## Exercise description
Your task is to return the line containing "Pick out each instance of the plate" plus every line after it, exactly and with nothing added.

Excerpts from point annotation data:

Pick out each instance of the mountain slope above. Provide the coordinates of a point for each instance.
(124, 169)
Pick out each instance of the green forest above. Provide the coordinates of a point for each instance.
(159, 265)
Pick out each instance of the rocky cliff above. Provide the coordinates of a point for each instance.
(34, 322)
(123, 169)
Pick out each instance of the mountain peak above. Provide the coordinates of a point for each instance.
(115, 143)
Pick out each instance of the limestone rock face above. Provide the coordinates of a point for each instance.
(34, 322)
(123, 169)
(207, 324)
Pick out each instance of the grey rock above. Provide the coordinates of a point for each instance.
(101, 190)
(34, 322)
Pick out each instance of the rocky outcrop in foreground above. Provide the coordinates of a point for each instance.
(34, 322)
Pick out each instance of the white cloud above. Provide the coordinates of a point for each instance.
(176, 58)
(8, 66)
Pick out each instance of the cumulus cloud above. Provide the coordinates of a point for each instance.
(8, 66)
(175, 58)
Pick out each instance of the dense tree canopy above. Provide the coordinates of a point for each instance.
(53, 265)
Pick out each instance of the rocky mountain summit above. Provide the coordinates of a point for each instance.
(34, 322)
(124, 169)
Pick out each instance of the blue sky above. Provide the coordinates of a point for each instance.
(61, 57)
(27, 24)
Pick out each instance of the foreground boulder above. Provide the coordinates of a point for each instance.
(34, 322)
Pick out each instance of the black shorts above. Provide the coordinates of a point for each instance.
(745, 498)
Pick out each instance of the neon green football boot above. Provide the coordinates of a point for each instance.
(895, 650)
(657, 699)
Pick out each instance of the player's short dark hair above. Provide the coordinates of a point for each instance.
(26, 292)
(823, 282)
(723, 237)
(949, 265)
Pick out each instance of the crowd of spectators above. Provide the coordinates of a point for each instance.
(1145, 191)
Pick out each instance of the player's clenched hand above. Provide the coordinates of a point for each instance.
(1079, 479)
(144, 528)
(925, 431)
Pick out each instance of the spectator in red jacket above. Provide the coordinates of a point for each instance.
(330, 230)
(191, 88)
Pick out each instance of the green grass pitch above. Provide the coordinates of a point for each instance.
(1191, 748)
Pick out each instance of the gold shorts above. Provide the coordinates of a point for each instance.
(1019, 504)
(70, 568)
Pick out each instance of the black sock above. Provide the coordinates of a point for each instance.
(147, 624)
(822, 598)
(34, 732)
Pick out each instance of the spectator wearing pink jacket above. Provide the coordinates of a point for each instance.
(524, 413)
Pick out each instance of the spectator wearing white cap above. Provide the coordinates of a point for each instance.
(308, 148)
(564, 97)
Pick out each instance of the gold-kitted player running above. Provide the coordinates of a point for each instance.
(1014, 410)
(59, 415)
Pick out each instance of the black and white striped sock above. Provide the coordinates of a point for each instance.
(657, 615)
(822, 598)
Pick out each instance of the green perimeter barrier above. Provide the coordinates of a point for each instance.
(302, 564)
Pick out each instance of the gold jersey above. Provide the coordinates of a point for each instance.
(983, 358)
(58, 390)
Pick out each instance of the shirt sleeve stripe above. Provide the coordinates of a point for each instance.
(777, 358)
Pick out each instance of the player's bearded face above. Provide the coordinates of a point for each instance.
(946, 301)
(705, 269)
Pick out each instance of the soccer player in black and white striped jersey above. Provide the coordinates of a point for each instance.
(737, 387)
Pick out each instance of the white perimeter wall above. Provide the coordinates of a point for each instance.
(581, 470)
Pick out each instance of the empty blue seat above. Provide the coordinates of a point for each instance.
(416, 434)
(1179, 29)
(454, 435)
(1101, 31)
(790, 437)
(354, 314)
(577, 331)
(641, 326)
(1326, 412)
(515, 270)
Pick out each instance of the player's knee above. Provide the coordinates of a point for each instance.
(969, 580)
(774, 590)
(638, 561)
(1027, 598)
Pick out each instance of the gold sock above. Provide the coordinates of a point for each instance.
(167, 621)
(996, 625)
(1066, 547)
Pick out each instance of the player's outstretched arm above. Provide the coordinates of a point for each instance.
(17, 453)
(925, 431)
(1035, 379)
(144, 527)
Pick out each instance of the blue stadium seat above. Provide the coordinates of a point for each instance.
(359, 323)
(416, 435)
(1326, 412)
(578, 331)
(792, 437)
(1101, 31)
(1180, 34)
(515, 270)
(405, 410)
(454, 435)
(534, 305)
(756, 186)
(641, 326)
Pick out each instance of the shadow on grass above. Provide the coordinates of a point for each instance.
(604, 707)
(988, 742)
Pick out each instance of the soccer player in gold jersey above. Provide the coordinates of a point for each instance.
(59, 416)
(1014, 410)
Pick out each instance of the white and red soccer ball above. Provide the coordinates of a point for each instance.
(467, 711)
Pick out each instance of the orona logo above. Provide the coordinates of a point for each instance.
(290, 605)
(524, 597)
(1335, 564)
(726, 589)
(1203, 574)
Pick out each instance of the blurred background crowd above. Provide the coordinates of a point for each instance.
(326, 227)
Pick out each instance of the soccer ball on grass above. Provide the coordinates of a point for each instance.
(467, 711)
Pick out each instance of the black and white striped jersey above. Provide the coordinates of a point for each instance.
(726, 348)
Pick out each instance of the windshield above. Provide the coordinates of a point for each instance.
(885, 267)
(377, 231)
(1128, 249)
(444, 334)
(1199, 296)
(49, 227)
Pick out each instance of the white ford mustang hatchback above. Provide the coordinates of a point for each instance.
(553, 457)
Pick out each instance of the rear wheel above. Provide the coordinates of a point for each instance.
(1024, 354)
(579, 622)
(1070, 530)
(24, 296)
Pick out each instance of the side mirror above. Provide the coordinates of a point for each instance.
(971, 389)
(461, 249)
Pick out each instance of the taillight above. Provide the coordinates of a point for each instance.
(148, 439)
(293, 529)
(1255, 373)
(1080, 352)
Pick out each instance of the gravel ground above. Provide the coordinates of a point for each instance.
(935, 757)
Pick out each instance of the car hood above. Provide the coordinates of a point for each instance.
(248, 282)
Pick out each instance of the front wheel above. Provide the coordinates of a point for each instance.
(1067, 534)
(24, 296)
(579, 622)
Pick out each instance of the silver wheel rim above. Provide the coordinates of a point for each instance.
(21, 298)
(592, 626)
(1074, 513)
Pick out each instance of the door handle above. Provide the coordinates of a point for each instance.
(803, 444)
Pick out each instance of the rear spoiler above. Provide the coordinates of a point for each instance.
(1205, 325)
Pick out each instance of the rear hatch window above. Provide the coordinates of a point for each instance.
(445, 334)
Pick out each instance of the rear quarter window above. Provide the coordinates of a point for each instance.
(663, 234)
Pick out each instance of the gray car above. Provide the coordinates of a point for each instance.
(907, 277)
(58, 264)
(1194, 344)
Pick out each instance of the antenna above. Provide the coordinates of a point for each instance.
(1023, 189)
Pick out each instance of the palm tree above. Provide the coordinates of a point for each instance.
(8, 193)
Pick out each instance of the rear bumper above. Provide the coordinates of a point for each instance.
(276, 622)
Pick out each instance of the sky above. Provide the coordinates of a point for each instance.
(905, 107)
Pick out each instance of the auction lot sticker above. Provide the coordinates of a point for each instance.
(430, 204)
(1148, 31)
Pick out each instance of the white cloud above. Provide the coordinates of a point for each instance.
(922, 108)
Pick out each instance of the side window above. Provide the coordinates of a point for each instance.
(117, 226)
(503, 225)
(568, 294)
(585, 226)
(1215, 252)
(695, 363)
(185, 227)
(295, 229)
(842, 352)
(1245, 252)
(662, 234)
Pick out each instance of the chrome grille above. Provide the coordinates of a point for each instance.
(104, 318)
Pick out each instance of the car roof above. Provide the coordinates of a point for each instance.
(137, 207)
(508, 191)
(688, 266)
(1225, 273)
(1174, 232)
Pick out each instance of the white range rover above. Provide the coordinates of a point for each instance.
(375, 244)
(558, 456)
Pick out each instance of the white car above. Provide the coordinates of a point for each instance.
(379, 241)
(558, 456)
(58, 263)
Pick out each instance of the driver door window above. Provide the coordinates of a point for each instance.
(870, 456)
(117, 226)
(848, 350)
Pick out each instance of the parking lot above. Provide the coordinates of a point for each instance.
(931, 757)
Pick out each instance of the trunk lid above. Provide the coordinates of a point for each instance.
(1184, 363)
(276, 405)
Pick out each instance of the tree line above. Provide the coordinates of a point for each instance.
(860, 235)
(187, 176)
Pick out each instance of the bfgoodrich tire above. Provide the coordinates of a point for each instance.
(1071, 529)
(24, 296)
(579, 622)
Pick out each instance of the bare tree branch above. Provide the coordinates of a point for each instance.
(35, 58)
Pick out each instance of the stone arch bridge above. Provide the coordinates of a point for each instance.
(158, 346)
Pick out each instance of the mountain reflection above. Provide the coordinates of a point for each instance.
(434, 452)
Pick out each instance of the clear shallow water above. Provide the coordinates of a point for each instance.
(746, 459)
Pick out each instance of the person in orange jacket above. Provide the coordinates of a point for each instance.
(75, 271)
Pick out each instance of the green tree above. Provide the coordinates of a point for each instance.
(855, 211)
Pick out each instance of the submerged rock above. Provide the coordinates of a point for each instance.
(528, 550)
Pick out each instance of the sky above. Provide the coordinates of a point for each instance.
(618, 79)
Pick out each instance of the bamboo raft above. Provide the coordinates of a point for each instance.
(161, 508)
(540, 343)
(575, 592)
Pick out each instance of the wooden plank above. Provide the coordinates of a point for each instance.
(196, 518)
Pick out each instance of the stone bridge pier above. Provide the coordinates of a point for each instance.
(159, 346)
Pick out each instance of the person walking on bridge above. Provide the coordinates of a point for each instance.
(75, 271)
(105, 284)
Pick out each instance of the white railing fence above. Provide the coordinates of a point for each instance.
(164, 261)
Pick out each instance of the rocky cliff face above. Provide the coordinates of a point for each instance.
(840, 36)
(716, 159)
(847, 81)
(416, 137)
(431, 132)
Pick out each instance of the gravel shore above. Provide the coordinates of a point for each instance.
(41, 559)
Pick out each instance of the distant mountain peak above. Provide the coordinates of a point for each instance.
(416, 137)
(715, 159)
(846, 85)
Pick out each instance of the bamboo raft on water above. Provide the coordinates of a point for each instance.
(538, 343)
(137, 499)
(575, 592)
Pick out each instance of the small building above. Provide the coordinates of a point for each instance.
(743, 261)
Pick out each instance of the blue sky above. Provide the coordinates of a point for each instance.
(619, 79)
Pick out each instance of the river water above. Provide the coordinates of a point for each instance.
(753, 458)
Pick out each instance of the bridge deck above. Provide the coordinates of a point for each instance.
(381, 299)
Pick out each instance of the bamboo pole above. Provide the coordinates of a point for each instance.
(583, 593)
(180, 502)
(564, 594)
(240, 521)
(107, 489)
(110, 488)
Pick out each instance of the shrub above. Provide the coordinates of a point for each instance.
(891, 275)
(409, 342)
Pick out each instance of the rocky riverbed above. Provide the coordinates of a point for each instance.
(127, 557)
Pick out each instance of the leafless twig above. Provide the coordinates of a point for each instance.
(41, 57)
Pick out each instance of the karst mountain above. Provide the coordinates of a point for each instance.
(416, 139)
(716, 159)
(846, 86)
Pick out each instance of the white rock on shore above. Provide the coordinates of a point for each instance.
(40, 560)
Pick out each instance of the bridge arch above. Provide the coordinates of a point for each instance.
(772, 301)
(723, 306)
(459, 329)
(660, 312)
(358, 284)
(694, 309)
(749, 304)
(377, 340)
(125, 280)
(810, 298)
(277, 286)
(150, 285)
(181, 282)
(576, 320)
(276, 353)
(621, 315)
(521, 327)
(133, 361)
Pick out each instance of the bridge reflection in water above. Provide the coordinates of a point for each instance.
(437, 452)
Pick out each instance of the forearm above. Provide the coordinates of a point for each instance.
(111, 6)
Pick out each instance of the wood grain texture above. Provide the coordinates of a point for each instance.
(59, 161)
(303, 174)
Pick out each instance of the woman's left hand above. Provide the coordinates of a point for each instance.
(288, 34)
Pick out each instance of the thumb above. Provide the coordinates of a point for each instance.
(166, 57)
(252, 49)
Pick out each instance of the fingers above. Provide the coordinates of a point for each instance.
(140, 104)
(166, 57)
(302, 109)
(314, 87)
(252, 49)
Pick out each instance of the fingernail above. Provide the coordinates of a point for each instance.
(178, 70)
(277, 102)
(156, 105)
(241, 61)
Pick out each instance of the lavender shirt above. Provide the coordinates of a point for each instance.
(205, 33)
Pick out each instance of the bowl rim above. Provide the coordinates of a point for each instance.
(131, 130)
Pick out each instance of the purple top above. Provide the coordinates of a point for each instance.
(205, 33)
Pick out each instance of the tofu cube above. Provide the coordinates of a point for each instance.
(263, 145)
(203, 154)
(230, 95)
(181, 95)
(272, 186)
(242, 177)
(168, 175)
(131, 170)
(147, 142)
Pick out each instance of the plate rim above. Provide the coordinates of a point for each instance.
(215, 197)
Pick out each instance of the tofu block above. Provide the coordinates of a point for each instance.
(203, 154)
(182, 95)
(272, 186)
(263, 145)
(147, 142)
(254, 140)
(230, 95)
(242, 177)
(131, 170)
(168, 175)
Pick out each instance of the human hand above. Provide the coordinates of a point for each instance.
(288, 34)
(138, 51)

## Answer to the task
Pick out each instance of the plate rim above. Provide the coordinates of a point for each instance.
(215, 197)
Pick out each instance of the tofu block above. Provide the coordinates of a point for each instance.
(203, 154)
(182, 95)
(272, 186)
(263, 145)
(147, 142)
(254, 140)
(230, 95)
(242, 177)
(131, 170)
(168, 175)
Pick out each instance of the human hand above. Provide the coordinates of a point for each instance.
(288, 34)
(138, 51)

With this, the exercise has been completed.